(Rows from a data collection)
________

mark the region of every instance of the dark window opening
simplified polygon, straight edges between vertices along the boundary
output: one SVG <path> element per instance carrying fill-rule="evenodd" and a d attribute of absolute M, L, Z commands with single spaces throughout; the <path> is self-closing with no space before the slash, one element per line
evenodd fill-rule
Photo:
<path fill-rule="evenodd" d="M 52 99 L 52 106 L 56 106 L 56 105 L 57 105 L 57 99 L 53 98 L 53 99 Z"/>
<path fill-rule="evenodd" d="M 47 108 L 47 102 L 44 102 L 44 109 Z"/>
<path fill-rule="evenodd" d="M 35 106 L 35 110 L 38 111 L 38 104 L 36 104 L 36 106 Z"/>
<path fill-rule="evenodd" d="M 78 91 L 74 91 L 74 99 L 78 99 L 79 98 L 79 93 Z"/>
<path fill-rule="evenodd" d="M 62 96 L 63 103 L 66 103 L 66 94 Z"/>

________

Copy every row above with no changes.

mark the region of every instance of the dark window opening
simplified polygon, straight edges between vertices along the boundary
output: one SVG <path> element per instance carrying fill-rule="evenodd" and a d attribute of absolute M, L, Z commands with single spaces throughout; the <path> is self-closing with no space before the slash, one element per line
evenodd fill-rule
Photo:
<path fill-rule="evenodd" d="M 52 99 L 52 106 L 56 106 L 56 105 L 57 105 L 57 99 L 53 98 L 53 99 Z"/>
<path fill-rule="evenodd" d="M 47 108 L 47 102 L 44 102 L 44 109 Z"/>
<path fill-rule="evenodd" d="M 35 106 L 35 110 L 38 111 L 38 104 L 36 104 L 36 106 Z"/>
<path fill-rule="evenodd" d="M 78 91 L 74 91 L 74 99 L 78 99 L 79 98 L 79 93 Z"/>
<path fill-rule="evenodd" d="M 62 96 L 63 103 L 66 103 L 66 94 Z"/>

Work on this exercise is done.